### WHAT TO WORK ON:
What you write should be an exact repeat of the lines from the one with "For practice, label the sheet" through the final line below, minus the pictures.

[Items listed in a dataset]
■ ■ ■ ■ ■ ■ ■

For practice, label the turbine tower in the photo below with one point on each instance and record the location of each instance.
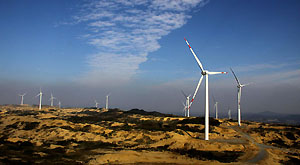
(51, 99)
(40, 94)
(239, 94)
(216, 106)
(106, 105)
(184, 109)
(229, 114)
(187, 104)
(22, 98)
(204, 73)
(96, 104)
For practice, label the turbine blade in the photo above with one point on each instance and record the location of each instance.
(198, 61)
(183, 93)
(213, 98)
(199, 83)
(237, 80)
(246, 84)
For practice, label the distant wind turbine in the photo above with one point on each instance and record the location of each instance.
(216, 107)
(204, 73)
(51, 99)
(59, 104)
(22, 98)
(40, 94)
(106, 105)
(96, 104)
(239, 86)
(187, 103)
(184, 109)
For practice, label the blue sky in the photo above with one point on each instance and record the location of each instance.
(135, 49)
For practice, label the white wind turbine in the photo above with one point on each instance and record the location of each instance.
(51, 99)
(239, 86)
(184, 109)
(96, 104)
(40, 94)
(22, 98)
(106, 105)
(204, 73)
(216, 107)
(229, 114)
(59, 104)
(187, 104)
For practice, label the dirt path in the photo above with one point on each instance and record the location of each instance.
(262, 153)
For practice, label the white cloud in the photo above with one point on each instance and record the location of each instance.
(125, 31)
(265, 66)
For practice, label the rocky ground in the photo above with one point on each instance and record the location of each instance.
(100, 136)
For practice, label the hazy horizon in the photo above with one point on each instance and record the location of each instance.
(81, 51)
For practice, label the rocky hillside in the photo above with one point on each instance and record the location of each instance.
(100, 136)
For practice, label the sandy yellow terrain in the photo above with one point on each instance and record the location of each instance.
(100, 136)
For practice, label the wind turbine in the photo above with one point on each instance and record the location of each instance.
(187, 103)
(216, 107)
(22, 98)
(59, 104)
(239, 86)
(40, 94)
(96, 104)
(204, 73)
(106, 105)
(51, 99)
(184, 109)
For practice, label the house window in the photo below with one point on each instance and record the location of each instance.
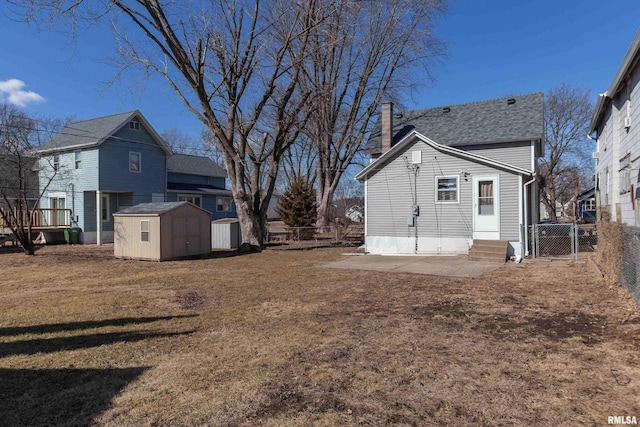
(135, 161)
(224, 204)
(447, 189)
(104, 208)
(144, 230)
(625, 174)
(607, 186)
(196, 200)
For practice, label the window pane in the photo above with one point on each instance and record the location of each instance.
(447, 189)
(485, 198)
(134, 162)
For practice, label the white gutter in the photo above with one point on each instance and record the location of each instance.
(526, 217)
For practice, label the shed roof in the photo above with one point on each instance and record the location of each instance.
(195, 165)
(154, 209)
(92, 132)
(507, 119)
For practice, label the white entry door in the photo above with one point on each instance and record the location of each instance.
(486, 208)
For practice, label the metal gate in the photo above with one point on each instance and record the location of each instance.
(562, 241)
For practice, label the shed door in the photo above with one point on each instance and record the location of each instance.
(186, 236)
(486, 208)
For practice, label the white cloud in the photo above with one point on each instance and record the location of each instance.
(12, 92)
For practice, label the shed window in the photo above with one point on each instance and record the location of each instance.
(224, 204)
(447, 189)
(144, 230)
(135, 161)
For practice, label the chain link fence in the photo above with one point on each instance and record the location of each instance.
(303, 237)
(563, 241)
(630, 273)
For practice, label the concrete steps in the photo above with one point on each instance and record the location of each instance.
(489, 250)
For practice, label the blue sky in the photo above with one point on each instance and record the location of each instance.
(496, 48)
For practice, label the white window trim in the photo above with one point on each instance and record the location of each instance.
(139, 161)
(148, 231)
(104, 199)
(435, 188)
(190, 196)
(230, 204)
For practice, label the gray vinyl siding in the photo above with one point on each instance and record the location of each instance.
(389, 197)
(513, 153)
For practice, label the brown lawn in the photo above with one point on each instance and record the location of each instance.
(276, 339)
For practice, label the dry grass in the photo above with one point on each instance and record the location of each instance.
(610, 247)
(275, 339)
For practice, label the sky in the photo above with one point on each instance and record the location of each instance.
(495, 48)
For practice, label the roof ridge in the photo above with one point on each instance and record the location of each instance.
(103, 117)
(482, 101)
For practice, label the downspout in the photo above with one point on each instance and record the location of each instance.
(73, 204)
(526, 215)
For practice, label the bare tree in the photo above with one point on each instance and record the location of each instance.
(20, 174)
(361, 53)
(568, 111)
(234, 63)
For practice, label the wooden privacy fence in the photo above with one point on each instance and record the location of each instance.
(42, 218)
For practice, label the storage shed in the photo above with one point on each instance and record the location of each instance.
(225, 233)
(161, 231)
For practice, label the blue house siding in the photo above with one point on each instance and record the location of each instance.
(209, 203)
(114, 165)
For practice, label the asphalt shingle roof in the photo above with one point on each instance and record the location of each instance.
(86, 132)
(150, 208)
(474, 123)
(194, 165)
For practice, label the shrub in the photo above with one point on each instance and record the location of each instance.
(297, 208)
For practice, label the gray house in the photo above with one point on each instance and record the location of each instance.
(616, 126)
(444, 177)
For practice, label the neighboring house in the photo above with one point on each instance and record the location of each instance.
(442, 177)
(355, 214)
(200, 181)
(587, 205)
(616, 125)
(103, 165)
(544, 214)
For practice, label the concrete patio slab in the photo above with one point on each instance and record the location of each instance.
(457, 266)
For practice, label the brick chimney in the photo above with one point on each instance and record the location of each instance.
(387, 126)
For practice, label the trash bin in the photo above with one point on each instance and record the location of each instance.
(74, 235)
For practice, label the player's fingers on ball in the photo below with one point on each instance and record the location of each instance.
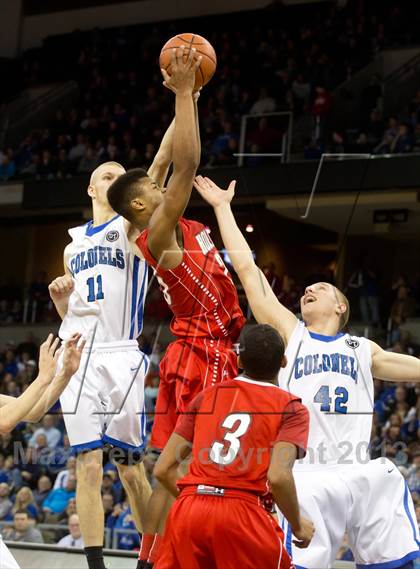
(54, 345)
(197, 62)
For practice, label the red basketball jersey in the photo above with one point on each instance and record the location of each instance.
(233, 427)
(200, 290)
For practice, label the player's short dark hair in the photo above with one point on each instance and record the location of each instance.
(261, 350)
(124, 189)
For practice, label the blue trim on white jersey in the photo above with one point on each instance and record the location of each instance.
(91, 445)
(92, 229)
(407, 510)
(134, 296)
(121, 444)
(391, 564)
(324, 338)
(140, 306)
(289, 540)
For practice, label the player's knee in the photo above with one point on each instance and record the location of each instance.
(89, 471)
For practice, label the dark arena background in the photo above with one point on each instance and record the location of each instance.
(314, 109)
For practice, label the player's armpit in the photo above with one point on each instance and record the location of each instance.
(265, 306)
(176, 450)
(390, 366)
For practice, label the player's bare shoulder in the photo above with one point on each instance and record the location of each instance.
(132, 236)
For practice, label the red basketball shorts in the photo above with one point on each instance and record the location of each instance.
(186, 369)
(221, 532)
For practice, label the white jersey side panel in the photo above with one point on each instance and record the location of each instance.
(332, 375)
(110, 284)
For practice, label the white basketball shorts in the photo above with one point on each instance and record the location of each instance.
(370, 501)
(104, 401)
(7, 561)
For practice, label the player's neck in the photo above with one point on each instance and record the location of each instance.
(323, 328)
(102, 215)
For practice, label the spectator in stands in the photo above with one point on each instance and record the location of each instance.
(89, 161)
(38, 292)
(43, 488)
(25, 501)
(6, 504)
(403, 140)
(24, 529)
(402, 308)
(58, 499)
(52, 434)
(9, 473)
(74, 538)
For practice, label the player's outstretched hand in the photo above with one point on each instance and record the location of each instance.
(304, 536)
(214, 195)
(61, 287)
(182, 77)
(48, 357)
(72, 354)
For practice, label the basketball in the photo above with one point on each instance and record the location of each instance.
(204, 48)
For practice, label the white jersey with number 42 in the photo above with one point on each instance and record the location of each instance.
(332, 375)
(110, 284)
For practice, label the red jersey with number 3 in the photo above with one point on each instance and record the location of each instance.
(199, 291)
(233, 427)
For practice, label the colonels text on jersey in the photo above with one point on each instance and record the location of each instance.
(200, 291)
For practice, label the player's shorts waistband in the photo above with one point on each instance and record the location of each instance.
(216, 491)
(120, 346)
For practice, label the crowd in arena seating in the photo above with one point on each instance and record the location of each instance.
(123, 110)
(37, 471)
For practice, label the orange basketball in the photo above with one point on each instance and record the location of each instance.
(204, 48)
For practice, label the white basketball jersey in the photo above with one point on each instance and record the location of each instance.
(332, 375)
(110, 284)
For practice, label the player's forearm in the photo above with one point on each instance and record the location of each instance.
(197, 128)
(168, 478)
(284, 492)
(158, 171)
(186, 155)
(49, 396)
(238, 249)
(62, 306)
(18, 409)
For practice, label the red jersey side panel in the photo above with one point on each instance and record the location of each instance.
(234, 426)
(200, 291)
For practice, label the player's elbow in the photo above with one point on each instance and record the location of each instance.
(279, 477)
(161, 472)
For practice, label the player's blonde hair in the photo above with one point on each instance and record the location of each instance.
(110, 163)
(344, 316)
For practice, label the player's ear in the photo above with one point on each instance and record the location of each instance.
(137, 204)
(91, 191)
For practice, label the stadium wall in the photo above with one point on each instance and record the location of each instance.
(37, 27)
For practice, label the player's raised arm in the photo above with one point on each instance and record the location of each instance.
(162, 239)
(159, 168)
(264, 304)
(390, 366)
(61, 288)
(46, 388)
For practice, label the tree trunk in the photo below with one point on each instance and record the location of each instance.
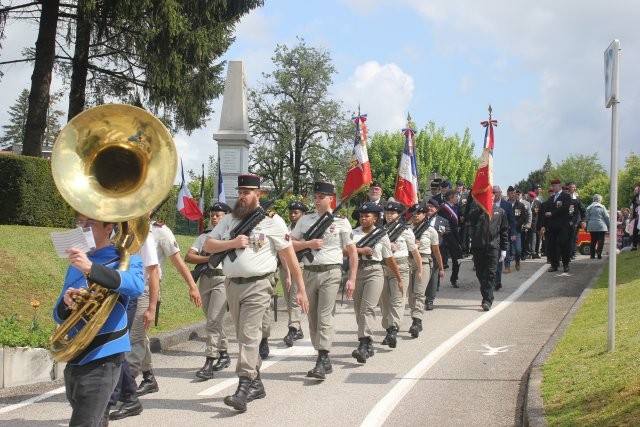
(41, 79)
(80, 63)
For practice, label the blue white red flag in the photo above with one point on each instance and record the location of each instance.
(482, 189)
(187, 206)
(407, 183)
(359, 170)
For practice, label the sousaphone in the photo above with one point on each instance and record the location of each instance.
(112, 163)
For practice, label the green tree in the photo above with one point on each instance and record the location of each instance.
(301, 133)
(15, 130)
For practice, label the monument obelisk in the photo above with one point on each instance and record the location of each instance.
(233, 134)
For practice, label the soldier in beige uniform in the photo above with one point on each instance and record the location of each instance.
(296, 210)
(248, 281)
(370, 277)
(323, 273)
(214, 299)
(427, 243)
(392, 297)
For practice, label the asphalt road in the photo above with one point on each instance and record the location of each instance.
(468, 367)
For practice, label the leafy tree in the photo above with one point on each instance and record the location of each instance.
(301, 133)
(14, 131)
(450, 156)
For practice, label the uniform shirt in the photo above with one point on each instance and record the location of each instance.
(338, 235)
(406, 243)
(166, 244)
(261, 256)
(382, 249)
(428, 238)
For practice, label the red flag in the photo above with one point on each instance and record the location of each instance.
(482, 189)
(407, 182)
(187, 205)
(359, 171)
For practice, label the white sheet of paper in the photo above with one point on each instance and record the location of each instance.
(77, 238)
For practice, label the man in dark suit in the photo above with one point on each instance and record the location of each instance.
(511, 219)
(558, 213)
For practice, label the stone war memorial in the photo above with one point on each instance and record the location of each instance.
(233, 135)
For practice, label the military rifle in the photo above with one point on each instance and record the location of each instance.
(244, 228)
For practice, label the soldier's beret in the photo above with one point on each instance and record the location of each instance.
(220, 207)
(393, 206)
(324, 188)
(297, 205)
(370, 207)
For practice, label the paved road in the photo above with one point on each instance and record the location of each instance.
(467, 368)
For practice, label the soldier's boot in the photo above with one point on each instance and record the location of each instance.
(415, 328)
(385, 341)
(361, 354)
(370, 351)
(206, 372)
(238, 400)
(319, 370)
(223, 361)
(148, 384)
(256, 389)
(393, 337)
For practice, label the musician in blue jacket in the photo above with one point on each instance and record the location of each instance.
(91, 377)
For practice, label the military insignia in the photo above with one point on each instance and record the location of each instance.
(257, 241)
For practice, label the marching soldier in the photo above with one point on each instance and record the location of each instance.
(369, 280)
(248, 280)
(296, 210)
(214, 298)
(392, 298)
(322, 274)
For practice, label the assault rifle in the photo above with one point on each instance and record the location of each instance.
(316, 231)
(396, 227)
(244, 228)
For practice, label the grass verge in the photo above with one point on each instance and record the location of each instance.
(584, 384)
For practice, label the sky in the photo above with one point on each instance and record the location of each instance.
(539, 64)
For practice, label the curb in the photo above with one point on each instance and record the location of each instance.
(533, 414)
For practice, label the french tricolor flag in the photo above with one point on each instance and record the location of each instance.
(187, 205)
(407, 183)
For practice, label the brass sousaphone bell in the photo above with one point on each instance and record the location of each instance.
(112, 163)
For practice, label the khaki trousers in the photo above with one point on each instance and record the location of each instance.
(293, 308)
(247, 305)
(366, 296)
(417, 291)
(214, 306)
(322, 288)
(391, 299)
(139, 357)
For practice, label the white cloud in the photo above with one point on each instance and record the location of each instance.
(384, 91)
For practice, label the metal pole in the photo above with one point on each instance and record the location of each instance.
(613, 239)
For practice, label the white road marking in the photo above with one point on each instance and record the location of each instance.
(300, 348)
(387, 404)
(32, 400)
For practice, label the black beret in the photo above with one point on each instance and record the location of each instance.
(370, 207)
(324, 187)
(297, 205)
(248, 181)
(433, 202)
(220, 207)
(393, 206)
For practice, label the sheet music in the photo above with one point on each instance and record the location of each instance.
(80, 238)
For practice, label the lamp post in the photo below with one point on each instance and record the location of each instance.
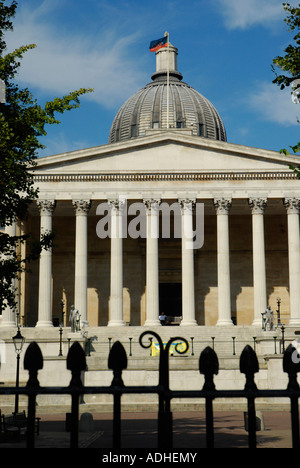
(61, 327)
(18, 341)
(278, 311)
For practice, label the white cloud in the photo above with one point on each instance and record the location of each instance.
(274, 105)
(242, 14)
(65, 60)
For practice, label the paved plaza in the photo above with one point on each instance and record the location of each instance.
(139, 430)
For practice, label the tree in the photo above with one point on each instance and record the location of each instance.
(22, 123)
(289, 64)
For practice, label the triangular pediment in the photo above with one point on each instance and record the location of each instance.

■ ■ ■ ■ ■ ■ ■

### ANSWER TO THIS TASK:
For practice, label the sheet music in the photo above with one point on each instance and record the location of each instance.
(80, 238)
For practice, label the lamp post in the photo below with one point on each instance and record the location of each instance.
(61, 327)
(18, 341)
(278, 311)
For practice, label the white cloud in the photo above with one point on each instance and record the location of each instance.
(274, 105)
(242, 14)
(65, 60)
For practice, label the paved plaza in the photo above with one point on each instance and record the location of each instance.
(139, 430)
For practice, label the tree in the photo above with one point on each instance and record the location of each instance.
(22, 123)
(289, 64)
For practice, label the triangular pediment in the photo above with one point on each instance and record the location of each instance.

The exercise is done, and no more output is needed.